**Problem A**
Please list the daughters of Aeolus named in the text on Aeolus below.

╭─ Document

In Greek mythology, Aeolus or Aiolos (;  , ) was the son of Hellen, the ruler of Aeolia (later called Thessaly), and the eponym of the Aeolians, one of the four main tribes of the Greeks. According to the mythographer Apollodorus, Aeolus was the father of seven sons: Cretheus, Sisyphus, Athamas, Salmoneus, Deion, Magnes, Perieres, and five daughters: Canace, Alcyone, Pisidice, Calyce, and Perimede. He was said to have killed his daughter Canace (or forced her to kill herself) because she had committed incest with her brother Macareus. This Aeolus was sometimes confused with the Aeolus who was the ruler of the winds.

Family 
Aeolus was one of the central figures in the myths that were invented to explain the origins of the Greek people. He was the grandson of Deucalion the founder of the Deucalionids, one of the two most important families in Greek mythology (the other being the Inachids, the descendants of Inachus who originated in Argos).  Deucalion was the son of Prometheus, and the survivor of a great primordial flood, that covered much, if not all, of Greece (and the rest of the world, in late accounts). From Deucalion and his wife Pyrrha, sprang a new race of people, which repopulated Central Greece and the western Peloponnese. Deucalion and Pyrrha had a son Hellen, the eponym of the Hellenes, another name for the Greeks.

From Hellen came the eponyms of the four major tribes of the Greek people. According to the Hesiodic Catalogue of Women, Helen had three sons: Dorus, Xuthus, and Aeolus. Dorus was the eponym of the Dorians, and Xuthus's sons Achaeus and Ion were, respectively, the eponyms of the Acheaens and Ionians. However, it was from Hellen's third son Aeolus, the eponym of the Aeolians, that most if not all, of the heroes and heroines of the Deucalionids come.

The surviving Catalogue fragments do not contain the name of Aeolus' mother, but according to a scholion on Plato's Symposium citing Hellanicus (fl. late fifth century BC), her name was Othreis (Ὀθρηίς), while according to Apollodorus she was a nymph named Orseis (Ὀρσηίς). M. L. West says that both Othreis and Orseis are "probably" corruptions of Othyis (Ὀθρυίς), a nymph of Mount Othrys.

╰─
╭─ Records shown

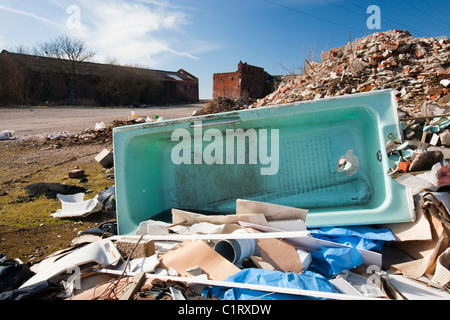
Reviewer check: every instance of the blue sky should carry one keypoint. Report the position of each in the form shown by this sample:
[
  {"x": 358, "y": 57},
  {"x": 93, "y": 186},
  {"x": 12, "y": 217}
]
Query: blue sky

╰─

**Problem B**
Find each line in the records above that contains the word "blue", and copy those lines.

**Correct result A**
Canace, Alcyone, Pisidice, Calyce, Perimede

**Correct result B**
Reviewer check: every instance of the blue sky should carry one keypoint. Report the position of each in the form shown by this sample:
Query: blue sky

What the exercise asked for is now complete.